Ukraine’s Lima EW bets on “miss” rather than intercept for mass defence

Ukraine is scaling Lima electronic warfare to spoof GNSS and force Russian drones and missiles to miss, trading “kill” for cheaper, city-wide disruption amid interceptor shortages.

Share
Remains of Russian munitions in Kharkiv, illustrating the effects of long-range strikes and air-defence efforts.
Remains of Russian munitions in Kharkiv, illustrating the effects of long-range strikes and air-defence efforts.

Key facts

  • Lima is a Ukrainian EW system (Cascade Systems) that jams/spoofs satellite navigation to misdirect Russian drones and missiles rather than intercept them.
  • Cascade claims >400 systems supplied; fielded by the military since July 2024 and broadened to civilian infrastructure defence in Oct 2025.
  • Unit cost is cited up to UAH 3 million (~€58k); 30–100 units per major city (~€5m), compared in the source to one Patriot PAC-3 interceptor.

Exercise details:
Answer these questions from the article on Ukraine's Lima system:
(a) What does Lima do to satellite navigation?
(b) Since when has the military fielded Lima?
(c) How many units are cited per major city?

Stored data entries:
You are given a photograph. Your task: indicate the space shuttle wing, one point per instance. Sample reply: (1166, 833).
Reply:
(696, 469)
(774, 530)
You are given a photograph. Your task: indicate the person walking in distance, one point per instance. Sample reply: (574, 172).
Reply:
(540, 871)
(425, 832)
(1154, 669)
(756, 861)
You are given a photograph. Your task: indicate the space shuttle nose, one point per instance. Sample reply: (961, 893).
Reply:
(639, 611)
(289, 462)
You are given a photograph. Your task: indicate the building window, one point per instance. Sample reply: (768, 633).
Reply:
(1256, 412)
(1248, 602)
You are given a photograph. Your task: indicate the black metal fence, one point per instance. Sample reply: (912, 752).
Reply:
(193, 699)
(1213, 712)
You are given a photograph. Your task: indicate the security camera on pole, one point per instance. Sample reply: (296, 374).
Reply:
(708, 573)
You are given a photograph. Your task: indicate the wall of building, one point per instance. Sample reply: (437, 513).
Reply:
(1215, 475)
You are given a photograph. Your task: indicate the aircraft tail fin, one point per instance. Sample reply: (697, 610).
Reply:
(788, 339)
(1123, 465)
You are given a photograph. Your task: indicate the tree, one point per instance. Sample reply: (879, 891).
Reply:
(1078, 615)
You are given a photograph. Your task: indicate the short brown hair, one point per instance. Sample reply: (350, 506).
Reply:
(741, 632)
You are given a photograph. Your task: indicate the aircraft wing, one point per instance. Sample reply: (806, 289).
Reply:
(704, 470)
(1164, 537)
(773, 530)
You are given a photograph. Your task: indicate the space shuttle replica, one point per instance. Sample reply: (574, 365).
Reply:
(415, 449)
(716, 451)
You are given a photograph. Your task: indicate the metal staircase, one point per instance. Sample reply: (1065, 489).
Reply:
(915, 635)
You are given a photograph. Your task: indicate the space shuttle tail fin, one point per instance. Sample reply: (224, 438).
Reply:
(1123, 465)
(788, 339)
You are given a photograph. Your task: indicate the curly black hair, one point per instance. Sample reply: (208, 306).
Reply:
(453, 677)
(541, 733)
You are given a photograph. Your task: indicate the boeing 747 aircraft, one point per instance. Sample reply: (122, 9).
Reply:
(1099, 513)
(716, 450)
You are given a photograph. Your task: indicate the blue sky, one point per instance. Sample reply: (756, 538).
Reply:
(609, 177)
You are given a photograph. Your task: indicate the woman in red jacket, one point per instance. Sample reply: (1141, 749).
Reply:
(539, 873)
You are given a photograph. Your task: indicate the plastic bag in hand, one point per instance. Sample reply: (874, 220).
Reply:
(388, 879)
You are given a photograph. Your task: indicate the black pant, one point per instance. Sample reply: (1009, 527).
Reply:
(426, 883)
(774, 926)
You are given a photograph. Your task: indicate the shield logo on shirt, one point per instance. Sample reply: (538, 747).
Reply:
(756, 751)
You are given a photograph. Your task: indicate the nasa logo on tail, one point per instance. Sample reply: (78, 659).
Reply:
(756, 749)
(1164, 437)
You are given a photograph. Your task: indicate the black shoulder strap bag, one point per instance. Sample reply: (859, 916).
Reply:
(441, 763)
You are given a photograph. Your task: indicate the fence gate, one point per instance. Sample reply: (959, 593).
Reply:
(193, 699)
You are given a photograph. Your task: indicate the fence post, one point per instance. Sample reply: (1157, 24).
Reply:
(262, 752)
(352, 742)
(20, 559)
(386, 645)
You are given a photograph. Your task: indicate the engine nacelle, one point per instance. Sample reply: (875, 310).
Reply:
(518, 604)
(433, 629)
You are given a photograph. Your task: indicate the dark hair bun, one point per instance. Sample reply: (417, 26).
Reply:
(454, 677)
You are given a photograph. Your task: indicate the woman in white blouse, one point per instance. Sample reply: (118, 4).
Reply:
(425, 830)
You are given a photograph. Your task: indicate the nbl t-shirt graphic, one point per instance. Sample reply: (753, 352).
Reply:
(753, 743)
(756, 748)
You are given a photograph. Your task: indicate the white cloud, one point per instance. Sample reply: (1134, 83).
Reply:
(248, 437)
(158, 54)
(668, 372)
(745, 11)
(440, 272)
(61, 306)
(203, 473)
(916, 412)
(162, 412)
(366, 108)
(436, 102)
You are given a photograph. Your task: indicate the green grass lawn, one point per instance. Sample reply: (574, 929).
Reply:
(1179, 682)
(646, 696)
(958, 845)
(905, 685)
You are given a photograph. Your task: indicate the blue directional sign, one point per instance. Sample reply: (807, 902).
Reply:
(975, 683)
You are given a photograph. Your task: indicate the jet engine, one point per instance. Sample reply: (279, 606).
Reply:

Your response:
(a) It jams or spoofs satellite navigation to misdirect Russian drones and missiles.
(b) Since July 2024.
(c) 30–100 units.